▸ **GIVEN PASSAGE**:
= Beginning of Section =
By Temitope Ponle
The United Nations Economic Commission for Africa (UNECA) has urged African governments to put in place policies and actions that would accelerate and realise the demographic dividend in the continent.
Mr Ismaël Issifou, Associate Economic Affairs Officer, UNECA said this as part of the presentation of a study at a virtual session of Think Tanks and Experts Group 2020.
The urge was based on a study on “Population Dynamics, Demographic Dividends and Sustainable Development in West Africa” by the ECA Sub-regional Office for West Africa (SRO-WA).
Demographic dividend refers to the growth in an economy that is the result of a change in the age structure of a country’s population.
The change in age structure is typically brought on by a decline in fertility and mortality rates.
The study showed how the effectiveness of policies to sustain the three dimensions of sustainable development— economy, society and environment—were dependent on key population policies.
Issifou said the study noted that “it is imperative to put in place policies and actions that will accelerate and help realise the promise of the potential dividend”.
= End of Section =
▸ **RECORDS SUPPLIED**:
= Beginning of Section =
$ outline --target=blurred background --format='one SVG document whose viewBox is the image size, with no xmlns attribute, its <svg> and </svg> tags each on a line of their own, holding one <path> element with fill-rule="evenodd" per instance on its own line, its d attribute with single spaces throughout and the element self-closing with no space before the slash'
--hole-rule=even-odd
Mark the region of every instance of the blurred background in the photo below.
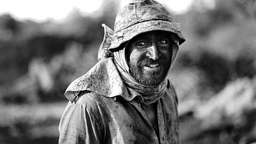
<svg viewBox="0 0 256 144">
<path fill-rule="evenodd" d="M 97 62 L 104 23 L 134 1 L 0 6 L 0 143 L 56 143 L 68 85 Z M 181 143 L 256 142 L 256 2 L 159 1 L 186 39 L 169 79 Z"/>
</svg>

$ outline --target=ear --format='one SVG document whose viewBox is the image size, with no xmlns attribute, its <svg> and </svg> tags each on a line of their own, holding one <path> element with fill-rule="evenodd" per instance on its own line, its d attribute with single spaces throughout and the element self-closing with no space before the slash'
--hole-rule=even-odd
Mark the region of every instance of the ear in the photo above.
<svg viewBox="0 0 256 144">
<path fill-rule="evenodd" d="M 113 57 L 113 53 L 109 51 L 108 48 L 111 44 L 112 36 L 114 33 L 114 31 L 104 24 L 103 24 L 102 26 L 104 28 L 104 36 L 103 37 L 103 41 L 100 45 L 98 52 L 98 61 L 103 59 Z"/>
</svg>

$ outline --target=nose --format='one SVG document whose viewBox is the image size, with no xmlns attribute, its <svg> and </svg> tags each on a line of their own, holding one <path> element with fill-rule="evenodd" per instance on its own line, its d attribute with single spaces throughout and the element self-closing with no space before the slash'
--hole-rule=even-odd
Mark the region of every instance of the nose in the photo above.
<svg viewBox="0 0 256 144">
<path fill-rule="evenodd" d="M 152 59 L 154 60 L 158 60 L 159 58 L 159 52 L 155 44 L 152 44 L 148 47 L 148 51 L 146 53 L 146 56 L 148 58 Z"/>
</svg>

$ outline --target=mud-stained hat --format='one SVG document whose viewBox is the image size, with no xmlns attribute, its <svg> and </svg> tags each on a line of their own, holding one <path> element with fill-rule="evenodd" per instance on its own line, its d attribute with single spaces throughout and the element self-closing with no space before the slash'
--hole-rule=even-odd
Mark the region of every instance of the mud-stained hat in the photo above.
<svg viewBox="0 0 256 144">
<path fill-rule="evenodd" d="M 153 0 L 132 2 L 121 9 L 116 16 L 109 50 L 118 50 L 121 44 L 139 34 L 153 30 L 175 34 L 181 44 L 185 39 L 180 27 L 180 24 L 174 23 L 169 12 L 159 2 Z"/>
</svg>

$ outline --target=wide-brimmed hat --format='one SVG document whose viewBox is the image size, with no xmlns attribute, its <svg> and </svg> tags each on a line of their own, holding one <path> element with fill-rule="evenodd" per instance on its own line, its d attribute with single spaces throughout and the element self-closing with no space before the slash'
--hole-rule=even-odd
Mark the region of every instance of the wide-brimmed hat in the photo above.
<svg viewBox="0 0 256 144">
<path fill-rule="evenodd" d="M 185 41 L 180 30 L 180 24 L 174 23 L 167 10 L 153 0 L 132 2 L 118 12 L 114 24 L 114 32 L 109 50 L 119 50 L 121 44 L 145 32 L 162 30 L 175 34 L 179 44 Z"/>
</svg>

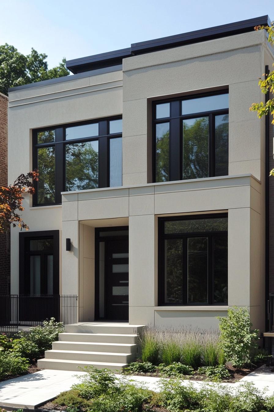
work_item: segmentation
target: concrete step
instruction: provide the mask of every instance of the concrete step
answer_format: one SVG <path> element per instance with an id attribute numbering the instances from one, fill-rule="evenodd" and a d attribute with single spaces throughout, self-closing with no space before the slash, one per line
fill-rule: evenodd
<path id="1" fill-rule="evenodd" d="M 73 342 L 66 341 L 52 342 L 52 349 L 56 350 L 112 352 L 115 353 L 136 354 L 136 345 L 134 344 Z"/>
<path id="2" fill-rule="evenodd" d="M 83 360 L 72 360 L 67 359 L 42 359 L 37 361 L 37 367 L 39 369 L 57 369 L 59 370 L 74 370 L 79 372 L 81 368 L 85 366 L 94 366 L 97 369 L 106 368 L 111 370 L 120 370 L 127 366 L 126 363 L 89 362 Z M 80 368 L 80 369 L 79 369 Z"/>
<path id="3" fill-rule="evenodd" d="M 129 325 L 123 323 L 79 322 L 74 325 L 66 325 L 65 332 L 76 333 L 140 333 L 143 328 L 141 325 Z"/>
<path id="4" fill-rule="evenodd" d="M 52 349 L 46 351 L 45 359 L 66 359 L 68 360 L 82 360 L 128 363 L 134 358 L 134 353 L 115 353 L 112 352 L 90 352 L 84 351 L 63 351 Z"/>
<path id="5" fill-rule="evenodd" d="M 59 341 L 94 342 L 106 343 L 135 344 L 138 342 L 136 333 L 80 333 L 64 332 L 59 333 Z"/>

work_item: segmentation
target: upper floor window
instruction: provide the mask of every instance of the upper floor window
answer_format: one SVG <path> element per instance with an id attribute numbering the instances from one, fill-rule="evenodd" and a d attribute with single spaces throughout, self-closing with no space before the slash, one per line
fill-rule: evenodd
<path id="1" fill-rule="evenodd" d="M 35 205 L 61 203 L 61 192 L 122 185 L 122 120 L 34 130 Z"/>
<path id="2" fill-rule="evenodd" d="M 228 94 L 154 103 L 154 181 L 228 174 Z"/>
= End of Section =
▸ **TASK DETAILS**: According to the news item above, what typically brings about the change in a population's age structure?

▸ **OUTPUT OF THE EXERCISE**: A decline in fertility and mortality rates.